## Start Extracted data
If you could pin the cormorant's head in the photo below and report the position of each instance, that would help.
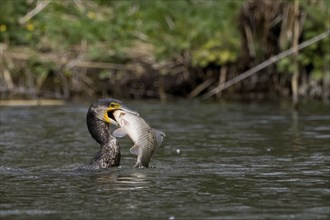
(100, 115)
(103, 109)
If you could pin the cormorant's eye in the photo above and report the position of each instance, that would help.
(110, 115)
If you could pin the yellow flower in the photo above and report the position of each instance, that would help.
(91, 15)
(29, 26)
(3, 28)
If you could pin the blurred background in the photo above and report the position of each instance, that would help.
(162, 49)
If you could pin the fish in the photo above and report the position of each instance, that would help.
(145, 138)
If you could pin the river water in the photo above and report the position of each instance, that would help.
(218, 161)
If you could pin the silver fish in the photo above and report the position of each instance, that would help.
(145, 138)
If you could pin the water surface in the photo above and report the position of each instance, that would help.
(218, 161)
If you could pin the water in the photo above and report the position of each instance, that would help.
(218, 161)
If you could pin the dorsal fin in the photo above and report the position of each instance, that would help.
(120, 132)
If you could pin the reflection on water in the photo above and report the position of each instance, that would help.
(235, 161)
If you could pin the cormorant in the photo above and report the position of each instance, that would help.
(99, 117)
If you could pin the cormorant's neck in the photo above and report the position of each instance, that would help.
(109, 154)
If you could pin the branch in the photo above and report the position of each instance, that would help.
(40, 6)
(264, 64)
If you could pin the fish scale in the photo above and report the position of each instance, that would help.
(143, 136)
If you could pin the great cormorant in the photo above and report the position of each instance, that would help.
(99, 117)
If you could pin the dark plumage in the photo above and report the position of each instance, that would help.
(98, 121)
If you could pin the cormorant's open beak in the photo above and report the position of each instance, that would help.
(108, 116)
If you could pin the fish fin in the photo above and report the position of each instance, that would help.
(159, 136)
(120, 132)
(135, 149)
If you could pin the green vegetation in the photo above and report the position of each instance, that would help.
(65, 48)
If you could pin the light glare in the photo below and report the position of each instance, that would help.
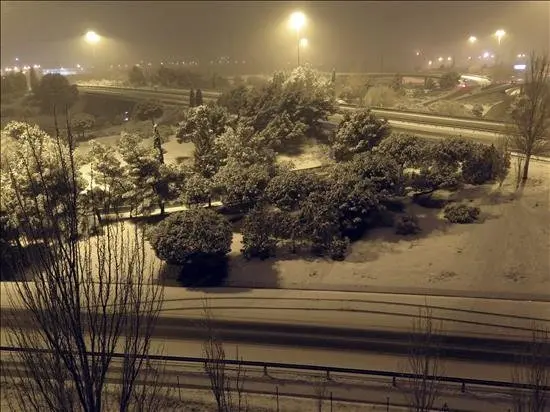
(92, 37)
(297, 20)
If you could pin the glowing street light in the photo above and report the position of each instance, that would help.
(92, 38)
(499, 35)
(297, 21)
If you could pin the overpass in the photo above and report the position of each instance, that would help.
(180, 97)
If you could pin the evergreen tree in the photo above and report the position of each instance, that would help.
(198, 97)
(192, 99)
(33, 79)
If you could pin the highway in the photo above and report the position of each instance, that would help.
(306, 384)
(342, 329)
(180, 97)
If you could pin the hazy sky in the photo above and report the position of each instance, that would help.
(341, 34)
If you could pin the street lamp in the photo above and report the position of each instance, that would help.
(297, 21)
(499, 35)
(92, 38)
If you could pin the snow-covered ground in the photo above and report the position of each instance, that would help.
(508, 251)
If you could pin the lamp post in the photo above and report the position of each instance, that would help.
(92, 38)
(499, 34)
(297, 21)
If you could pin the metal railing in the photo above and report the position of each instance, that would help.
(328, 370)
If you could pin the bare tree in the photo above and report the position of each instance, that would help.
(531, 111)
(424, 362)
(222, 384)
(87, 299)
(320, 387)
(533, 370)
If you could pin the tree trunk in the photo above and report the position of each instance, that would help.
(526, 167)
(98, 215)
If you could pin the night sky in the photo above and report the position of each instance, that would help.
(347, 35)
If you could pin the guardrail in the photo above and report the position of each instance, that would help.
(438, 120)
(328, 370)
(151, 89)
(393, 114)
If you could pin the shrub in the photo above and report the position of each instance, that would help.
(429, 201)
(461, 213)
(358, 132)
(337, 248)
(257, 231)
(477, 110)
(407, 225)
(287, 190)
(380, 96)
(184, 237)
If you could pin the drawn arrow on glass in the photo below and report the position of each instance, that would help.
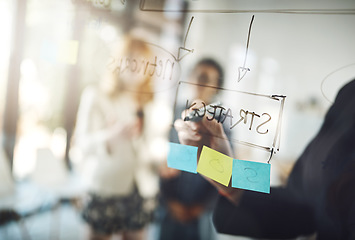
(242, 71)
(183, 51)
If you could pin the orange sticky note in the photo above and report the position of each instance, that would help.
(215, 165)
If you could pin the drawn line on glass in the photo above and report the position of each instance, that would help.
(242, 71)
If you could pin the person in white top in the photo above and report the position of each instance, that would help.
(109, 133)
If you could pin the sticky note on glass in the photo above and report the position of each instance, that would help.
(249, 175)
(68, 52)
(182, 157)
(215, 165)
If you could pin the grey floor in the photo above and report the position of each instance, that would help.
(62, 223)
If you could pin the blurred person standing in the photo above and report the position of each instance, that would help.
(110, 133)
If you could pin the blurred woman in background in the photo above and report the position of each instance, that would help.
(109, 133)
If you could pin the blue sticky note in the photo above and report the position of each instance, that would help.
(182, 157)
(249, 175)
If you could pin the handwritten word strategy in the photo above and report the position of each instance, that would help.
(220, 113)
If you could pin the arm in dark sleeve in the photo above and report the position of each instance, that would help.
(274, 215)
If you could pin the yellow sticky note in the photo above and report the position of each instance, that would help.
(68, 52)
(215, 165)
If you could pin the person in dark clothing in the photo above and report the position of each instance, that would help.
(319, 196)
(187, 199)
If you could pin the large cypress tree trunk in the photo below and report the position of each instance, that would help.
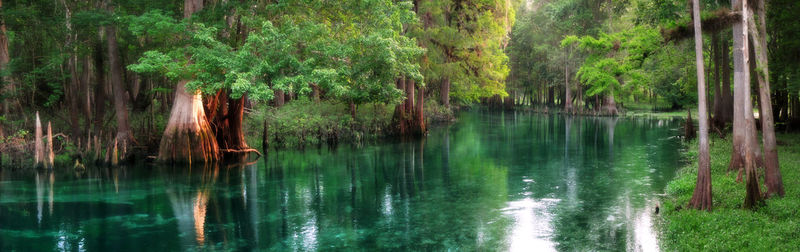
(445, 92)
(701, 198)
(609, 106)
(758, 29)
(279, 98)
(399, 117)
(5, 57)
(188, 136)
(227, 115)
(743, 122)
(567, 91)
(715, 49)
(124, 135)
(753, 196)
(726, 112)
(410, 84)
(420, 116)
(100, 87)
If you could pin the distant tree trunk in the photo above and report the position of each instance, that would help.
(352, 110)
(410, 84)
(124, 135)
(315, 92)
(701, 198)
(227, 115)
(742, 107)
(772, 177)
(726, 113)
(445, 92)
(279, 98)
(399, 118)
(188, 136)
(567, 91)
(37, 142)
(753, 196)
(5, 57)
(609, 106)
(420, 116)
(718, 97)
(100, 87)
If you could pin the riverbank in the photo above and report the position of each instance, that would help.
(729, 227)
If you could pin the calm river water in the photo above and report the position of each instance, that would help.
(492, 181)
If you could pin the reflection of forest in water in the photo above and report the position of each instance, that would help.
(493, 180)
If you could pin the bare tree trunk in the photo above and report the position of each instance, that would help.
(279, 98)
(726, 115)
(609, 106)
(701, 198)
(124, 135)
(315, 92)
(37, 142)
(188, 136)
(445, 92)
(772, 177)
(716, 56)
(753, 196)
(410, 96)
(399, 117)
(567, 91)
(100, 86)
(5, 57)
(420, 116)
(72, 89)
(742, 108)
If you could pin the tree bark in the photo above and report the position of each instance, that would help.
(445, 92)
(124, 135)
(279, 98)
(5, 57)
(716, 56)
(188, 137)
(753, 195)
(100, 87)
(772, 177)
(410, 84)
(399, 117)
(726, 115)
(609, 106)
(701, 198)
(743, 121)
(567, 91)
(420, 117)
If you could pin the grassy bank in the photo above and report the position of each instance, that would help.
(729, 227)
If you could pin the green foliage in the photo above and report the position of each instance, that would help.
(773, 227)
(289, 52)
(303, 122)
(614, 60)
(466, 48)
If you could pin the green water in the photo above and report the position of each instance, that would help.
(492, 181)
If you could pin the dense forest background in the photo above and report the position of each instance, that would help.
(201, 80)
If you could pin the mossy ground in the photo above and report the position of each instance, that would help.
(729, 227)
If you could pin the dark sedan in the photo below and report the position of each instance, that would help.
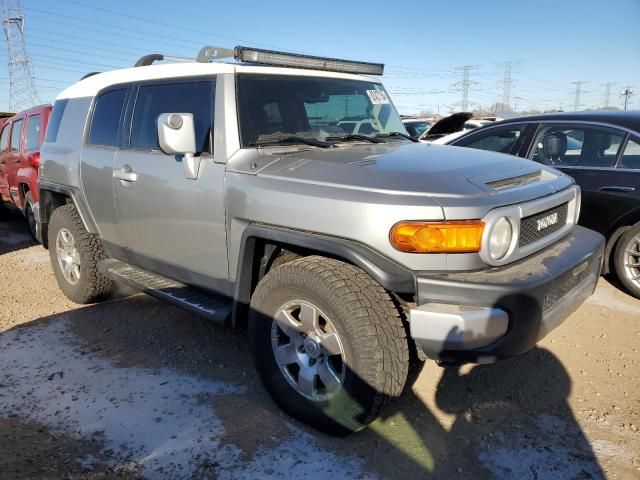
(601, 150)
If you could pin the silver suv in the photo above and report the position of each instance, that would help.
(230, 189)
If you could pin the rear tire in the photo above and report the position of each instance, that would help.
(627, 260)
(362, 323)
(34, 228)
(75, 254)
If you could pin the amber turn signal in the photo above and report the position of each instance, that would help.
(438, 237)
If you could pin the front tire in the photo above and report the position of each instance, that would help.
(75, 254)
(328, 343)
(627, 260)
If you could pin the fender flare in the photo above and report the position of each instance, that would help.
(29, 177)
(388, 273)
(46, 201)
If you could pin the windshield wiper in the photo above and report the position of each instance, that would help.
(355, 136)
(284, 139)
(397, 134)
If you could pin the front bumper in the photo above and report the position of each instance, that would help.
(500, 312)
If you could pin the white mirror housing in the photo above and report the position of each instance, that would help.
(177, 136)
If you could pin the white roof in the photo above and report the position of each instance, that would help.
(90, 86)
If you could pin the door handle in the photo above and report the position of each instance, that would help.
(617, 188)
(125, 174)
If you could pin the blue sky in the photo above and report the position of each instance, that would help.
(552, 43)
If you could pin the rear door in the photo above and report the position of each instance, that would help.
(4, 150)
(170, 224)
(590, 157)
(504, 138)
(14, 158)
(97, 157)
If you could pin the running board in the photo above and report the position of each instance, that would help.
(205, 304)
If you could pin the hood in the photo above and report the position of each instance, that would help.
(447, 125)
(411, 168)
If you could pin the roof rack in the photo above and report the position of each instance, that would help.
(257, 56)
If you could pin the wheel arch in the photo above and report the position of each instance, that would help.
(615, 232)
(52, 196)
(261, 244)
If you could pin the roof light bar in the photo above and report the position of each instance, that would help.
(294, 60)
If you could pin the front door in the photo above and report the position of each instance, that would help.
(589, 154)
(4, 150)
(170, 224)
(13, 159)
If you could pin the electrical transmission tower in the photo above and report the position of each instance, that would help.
## End Extracted data
- **Task requirements**
Beginning at the line that contains "If you could pin the wheel", retype each line of the listing up to and including the last one, exactly as it stands, and nothing else.

- **Response to this exercise**
If you could pin the wheel arch in the photo above and report the position of each instance, that would help.
(615, 232)
(52, 196)
(261, 244)
If you could pin the roof light bar in the photo above and report the position of each instance, that would help.
(294, 60)
If you could pin the front door in the photo above and report the position of each instance, that would help.
(589, 154)
(4, 150)
(170, 224)
(13, 159)
If you could pin the electrical transmission tower in the photo above and report the position of each instance, that would help.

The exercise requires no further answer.